Task instructions
Turn the data below into a Markdown table with the columns Row and Data line, giving each line its own numbered row. Skip blank lines and leave out the pictures.

........

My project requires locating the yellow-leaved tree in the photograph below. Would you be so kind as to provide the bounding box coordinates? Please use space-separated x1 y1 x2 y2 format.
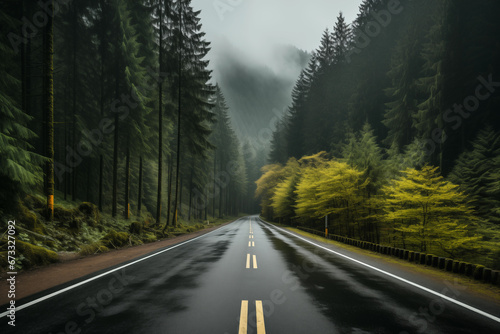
255 164 283 219
296 153 369 236
383 166 479 257
271 158 300 223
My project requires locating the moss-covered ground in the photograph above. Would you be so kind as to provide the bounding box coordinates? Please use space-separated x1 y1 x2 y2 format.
0 195 242 270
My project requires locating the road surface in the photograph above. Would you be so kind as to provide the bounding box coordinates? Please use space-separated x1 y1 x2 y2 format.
0 216 500 334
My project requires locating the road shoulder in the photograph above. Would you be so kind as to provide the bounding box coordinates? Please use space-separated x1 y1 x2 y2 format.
0 221 233 305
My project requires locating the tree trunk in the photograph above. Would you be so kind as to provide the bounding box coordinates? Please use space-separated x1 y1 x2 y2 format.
212 151 217 218
99 154 104 212
123 144 130 219
188 169 193 221
43 2 55 221
173 6 182 226
163 154 174 232
137 156 142 217
99 37 105 212
111 64 120 217
156 1 163 225
71 3 78 202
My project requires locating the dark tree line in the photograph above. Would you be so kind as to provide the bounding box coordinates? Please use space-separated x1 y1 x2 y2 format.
269 0 500 230
0 0 251 226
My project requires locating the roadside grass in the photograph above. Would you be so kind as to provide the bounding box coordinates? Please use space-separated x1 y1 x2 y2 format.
271 223 500 303
0 192 242 271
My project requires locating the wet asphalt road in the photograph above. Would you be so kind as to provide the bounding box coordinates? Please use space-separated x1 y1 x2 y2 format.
0 216 500 334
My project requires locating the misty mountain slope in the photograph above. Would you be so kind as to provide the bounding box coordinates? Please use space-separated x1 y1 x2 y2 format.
214 46 308 139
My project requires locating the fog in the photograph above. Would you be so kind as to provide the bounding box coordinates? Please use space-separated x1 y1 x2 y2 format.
192 0 361 139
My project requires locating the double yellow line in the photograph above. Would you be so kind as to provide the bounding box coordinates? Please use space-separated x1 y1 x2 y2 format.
238 300 266 334
246 254 257 269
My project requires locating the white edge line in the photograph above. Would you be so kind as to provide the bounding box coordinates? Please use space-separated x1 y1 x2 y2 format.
261 219 500 323
0 223 231 318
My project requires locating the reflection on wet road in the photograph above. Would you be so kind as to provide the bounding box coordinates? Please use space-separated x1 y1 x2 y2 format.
0 216 500 334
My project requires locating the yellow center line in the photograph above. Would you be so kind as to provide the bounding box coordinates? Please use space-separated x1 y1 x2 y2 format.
258 300 266 334
238 300 248 334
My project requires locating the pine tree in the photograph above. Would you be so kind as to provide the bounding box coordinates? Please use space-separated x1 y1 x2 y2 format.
0 7 45 208
172 0 213 225
448 127 500 225
43 0 55 220
384 166 477 256
332 12 352 64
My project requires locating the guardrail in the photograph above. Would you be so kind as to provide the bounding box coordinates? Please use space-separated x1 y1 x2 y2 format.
297 226 500 286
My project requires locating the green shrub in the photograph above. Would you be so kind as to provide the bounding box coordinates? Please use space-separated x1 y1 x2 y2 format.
101 230 130 249
79 242 109 255
16 240 59 268
78 202 101 227
128 222 143 234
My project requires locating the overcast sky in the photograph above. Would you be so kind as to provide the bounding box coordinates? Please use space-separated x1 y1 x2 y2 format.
192 0 361 66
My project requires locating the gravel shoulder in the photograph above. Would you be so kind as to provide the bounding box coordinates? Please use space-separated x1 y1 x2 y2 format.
0 222 231 305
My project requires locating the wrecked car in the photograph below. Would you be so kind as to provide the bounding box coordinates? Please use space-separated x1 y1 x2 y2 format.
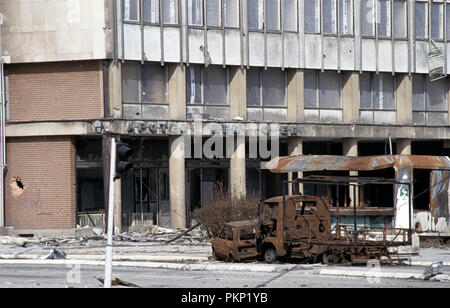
212 220 259 262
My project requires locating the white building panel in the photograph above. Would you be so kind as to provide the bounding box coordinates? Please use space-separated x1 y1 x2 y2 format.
225 29 244 65
208 30 223 65
267 33 283 67
378 40 393 72
144 26 161 61
164 27 181 62
361 39 377 71
305 34 322 69
123 24 142 61
323 37 338 70
248 32 264 66
284 33 299 68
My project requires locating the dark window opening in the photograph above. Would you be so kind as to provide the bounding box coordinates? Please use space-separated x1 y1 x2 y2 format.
413 169 431 211
359 168 395 208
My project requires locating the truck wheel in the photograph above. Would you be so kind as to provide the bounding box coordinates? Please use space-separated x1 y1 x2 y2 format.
264 248 277 263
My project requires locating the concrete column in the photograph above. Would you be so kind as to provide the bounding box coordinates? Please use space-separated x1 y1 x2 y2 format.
229 67 247 120
168 64 186 120
296 70 305 122
342 138 359 207
397 139 411 155
396 74 413 124
230 136 247 199
169 136 186 229
114 179 122 233
287 70 304 123
342 72 359 124
288 137 304 195
108 62 122 119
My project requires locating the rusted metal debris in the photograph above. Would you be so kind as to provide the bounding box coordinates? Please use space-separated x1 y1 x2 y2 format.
266 155 450 173
212 195 411 264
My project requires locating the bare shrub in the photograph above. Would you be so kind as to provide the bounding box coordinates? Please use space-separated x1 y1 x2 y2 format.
194 186 260 237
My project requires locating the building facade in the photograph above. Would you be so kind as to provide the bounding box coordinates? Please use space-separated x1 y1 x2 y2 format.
0 0 450 232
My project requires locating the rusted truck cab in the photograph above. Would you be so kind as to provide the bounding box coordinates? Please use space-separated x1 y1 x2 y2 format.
258 195 331 263
212 220 259 262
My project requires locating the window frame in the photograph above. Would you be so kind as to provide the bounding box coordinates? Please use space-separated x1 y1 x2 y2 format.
358 72 398 124
246 68 288 121
338 0 355 37
121 61 169 106
186 64 230 111
412 74 449 126
303 70 344 123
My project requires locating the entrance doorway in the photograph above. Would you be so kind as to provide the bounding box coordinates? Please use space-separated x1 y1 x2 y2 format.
133 167 170 228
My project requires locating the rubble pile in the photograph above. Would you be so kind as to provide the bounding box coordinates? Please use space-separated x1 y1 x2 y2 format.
114 227 208 245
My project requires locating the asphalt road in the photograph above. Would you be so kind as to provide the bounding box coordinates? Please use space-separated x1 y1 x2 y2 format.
0 264 450 288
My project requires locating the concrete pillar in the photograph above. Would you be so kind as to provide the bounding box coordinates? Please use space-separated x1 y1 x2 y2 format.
397 139 411 155
288 70 305 122
108 62 122 119
169 136 186 229
342 138 360 207
230 136 246 199
168 64 186 120
114 179 122 233
229 67 247 120
288 137 304 195
342 72 359 124
287 70 304 123
396 74 413 124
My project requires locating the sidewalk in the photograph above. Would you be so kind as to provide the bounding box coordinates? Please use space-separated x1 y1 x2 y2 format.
0 237 450 282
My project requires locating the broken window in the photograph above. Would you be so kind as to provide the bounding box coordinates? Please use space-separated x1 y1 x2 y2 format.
413 74 448 125
122 62 140 103
445 3 450 41
142 0 159 24
162 0 178 25
187 0 203 26
123 0 139 21
322 0 336 34
339 0 353 35
247 0 264 30
247 69 287 121
430 1 444 40
414 0 428 39
361 0 375 36
142 63 168 103
377 0 391 37
186 65 229 118
281 0 298 32
122 62 168 119
304 71 342 122
206 0 222 27
264 0 280 31
359 73 396 123
304 0 320 33
394 0 408 39
223 0 239 28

........

The output
| Row | Data line |
|---|---|
| 1 | My project requires locating the yellow-leaved tree in the photograph below. Would you be so kind as to provide the bounding box coordinates? Please use space-separated x1 y1 x2 y2 format. |
| 2 | 255 164 283 219 |
| 3 | 296 153 369 236 |
| 4 | 383 166 479 257 |
| 5 | 271 158 300 223 |
| 6 | My project requires locating the moss-covered ground in the photograph above. Would you be so kind as to provide the bounding box coordinates? Please use space-separated x1 y1 x2 y2 format. |
| 7 | 0 195 242 270 |
| 8 | My project requires locating the road surface in the photograph above. Would you be so kind as to provide the bounding box coordinates? Please use space-separated x1 y1 x2 y2 format. |
| 9 | 0 216 500 334 |
| 10 | My project requires locating the road shoulder in the photograph above. Would you be so kind as to provide the bounding box coordinates? Please use space-separated x1 y1 x2 y2 format. |
| 11 | 0 221 233 305 |
| 12 | My project requires locating the tree trunk in the photograph above. Would you be so kind as to provide the bounding box coordinates? Please use space-separated x1 y1 x2 y2 format. |
| 13 | 212 151 217 218 |
| 14 | 99 154 104 212 |
| 15 | 123 144 130 219 |
| 16 | 188 169 193 221 |
| 17 | 43 2 55 221 |
| 18 | 173 6 182 226 |
| 19 | 163 154 174 232 |
| 20 | 137 156 142 217 |
| 21 | 99 37 105 212 |
| 22 | 111 64 120 217 |
| 23 | 156 1 163 225 |
| 24 | 71 3 78 202 |
| 25 | My project requires locating the dark tree line in the photograph above. Would you be so kind as to provide the bounding box coordinates? Please use space-separated x1 y1 x2 y2 format. |
| 26 | 269 0 500 230 |
| 27 | 0 0 251 226 |
| 28 | My project requires locating the roadside grass in the photograph above. Would you be so kind as to provide the bounding box coordinates? Please use space-separated x1 y1 x2 y2 format. |
| 29 | 271 223 500 303 |
| 30 | 0 192 242 271 |
| 31 | My project requires locating the wet asphalt road in the photograph above. Would you be so kind as to provide the bounding box coordinates? Please use space-separated x1 y1 x2 y2 format. |
| 32 | 0 216 500 334 |
| 33 | My project requires locating the misty mountain slope in the photograph above. Would you be so kind as to provide the bounding box coordinates? Please use space-separated x1 y1 x2 y2 format. |
| 34 | 214 46 308 139 |
| 35 | My project requires locating the fog in the photograph above. Would you be so kind as to provide the bounding box coordinates? Please use space-separated x1 y1 x2 y2 format. |
| 36 | 192 0 361 139 |
| 37 | My project requires locating the double yellow line in the photograph above. Would you be so kind as to provide the bounding box coordinates? Please use space-separated x1 y1 x2 y2 format. |
| 38 | 238 300 266 334 |
| 39 | 246 254 257 269 |
| 40 | My project requires locating the white edge line in the photograph above. Would you be so kind as to provide the bounding box coordinates? Please use space-separated x1 y1 x2 y2 format. |
| 41 | 261 219 500 323 |
| 42 | 0 223 231 318 |
| 43 | My project requires locating the reflection on wet road in the photograph above. Would you be so kind as to provide the bounding box coordinates? Please use space-separated x1 y1 x2 y2 format. |
| 44 | 0 216 500 334 |
| 45 | My project requires locating the yellow center line in the photograph above. Would you be so kind as to provide the bounding box coordinates? Please use space-separated x1 y1 x2 y2 format. |
| 46 | 258 300 266 334 |
| 47 | 238 300 248 334 |
| 48 | My project requires locating the pine tree in the photograph above. Would you be so kind as to provide the bounding box coordinates? Please use space-separated x1 y1 x2 y2 format. |
| 49 | 0 7 45 208 |
| 50 | 172 0 213 225 |
| 51 | 448 127 500 225 |
| 52 | 43 0 55 220 |
| 53 | 384 166 477 256 |
| 54 | 332 12 352 64 |
| 55 | My project requires locating the guardrail in the photograph above. Would you be so kind as to provide the bounding box coordinates? Please use space-separated x1 y1 x2 y2 format. |
| 56 | 297 226 500 286 |
| 57 | My project requires locating the green shrub in the photograph above. Would you be so kind as to provide the bounding box coordinates? Please use space-separated x1 y1 x2 y2 format. |
| 58 | 101 230 130 249 |
| 59 | 79 242 109 255 |
| 60 | 16 240 59 268 |
| 61 | 78 202 101 227 |
| 62 | 128 222 143 234 |
| 63 | My project requires locating the overcast sky in the photograph above. Would you be so kind as to provide the bounding box coordinates? Please use space-separated x1 y1 x2 y2 format. |
| 64 | 192 0 361 66 |
| 65 | My project requires locating the gravel shoulder in the photograph above. Would you be so kind as to provide the bounding box coordinates? Please use space-separated x1 y1 x2 y2 format. |
| 66 | 0 222 231 305 |
| 67 | My project requires locating the wrecked car in the photograph below. Would you be so kind as to provide the bounding box coordinates? Please use space-separated x1 y1 x2 y2 format. |
| 68 | 212 220 259 262 |
| 69 | My project requires locating the white building panel in the photograph above. Would you be so kind as to provide the bounding box coordinates? Please use space-separated x1 y1 x2 y2 format. |
| 70 | 225 29 244 65 |
| 71 | 208 30 223 65 |
| 72 | 267 33 283 67 |
| 73 | 378 40 393 72 |
| 74 | 144 26 161 61 |
| 75 | 164 27 181 62 |
| 76 | 361 39 377 71 |
| 77 | 305 34 322 69 |
| 78 | 123 24 142 61 |
| 79 | 323 37 338 70 |
| 80 | 248 32 264 66 |
| 81 | 284 33 299 68 |
| 82 | My project requires locating the dark window opening in the photograph above. Would you be so kind as to provide the bounding box coordinates? Please use space-separated x1 y1 x2 y2 format. |
| 83 | 413 169 431 211 |
| 84 | 359 168 395 208 |
| 85 | My project requires locating the truck wheel in the photograph above. Would you be so kind as to provide the bounding box coordinates? Please use space-separated x1 y1 x2 y2 format. |
| 86 | 264 248 277 263 |
| 87 | My project requires locating the concrete column in the photograph above. Would you be so kind as to provide the bounding box coordinates? Please use space-separated x1 y1 x2 y2 format. |
| 88 | 229 67 247 120 |
| 89 | 168 64 186 120 |
| 90 | 296 70 305 122 |
| 91 | 342 138 359 207 |
| 92 | 397 139 411 155 |
| 93 | 396 74 413 124 |
| 94 | 230 136 247 199 |
| 95 | 169 136 186 229 |
| 96 | 114 179 122 233 |
| 97 | 287 70 304 123 |
| 98 | 342 72 359 124 |
| 99 | 288 137 304 195 |
| 100 | 108 62 122 119 |
| 101 | My project requires locating the rusted metal debris in the photograph above. Would you be so kind as to provide the bounding box coordinates? Please use space-separated x1 y1 x2 y2 format. |
| 102 | 266 155 450 173 |
| 103 | 212 195 411 264 |
| 104 | My project requires locating the bare shrub in the photograph above. Would you be so kind as to provide the bounding box coordinates? Please use space-separated x1 y1 x2 y2 format. |
| 105 | 194 186 260 237 |
| 106 | My project requires locating the building facade in the photograph above. Would you be so kind as to provide the bounding box coordinates? Please use space-separated x1 y1 x2 y2 format. |
| 107 | 0 0 450 232 |
| 108 | My project requires locating the rusted truck cab in the photograph above. Would you be so kind as to provide the bounding box coordinates? Please use space-separated x1 y1 x2 y2 format. |
| 109 | 258 195 331 263 |
| 110 | 212 220 259 262 |
| 111 | My project requires locating the window frame in the photograph above. Would you be so kind as to provide the bounding box coordinates? Please use space-separated x1 y1 x2 y2 format. |
| 112 | 358 72 398 124 |
| 113 | 246 68 288 121 |
| 114 | 338 0 355 37 |
| 115 | 121 61 169 106 |
| 116 | 186 64 230 111 |
| 117 | 412 74 449 126 |
| 118 | 303 70 344 123 |
| 119 | My project requires locating the entrance doorway in the photograph above. Would you be so kind as to provide the bounding box coordinates? Please use space-separated x1 y1 x2 y2 format. |
| 120 | 133 167 170 228 |
| 121 | My project requires locating the rubble pile in the photograph above. Would you be so kind as to provide the bounding box coordinates? Please use space-separated x1 y1 x2 y2 format. |
| 122 | 114 227 208 245 |
| 123 | My project requires locating the asphalt road in the photograph above. Would you be so kind as to provide the bounding box coordinates? Please use space-separated x1 y1 x2 y2 format. |
| 124 | 0 264 450 288 |
| 125 | My project requires locating the concrete pillar in the photograph above. Would you be so kind as to provide the bounding box coordinates? Please use space-separated x1 y1 x2 y2 format. |
| 126 | 397 139 411 155 |
| 127 | 288 70 305 122 |
| 128 | 108 62 122 119 |
| 129 | 169 136 186 229 |
| 130 | 342 138 360 207 |
| 131 | 230 136 246 199 |
| 132 | 168 64 186 120 |
| 133 | 114 179 122 233 |
| 134 | 229 67 247 120 |
| 135 | 288 137 304 195 |
| 136 | 342 72 359 124 |
| 137 | 287 70 304 123 |
| 138 | 396 74 413 124 |
| 139 | My project requires locating the sidewalk in the photograph above. Would you be so kind as to provide the bounding box coordinates? Please use space-separated x1 y1 x2 y2 format. |
| 140 | 0 237 450 282 |
| 141 | My project requires locating the broken window in the photograph above. Would you be so kind as to provide the bounding box coordinates? Please use space-separated x1 y1 x2 y2 format. |
| 142 | 413 74 448 125 |
| 143 | 122 62 140 103 |
| 144 | 445 3 450 41 |
| 145 | 142 0 159 24 |
| 146 | 162 0 178 25 |
| 147 | 187 0 203 26 |
| 148 | 123 0 139 21 |
| 149 | 322 0 336 34 |
| 150 | 339 0 353 35 |
| 151 | 247 0 264 30 |
| 152 | 247 69 287 121 |
| 153 | 430 1 444 40 |
| 154 | 414 0 428 39 |
| 155 | 361 0 375 36 |
| 156 | 142 63 168 103 |
| 157 | 377 0 391 37 |
| 158 | 186 65 229 118 |
| 159 | 281 0 298 32 |
| 160 | 122 62 168 119 |
| 161 | 304 71 342 122 |
| 162 | 206 0 222 27 |
| 163 | 264 0 280 31 |
| 164 | 359 73 396 123 |
| 165 | 304 0 320 33 |
| 166 | 394 0 408 39 |
| 167 | 223 0 239 28 |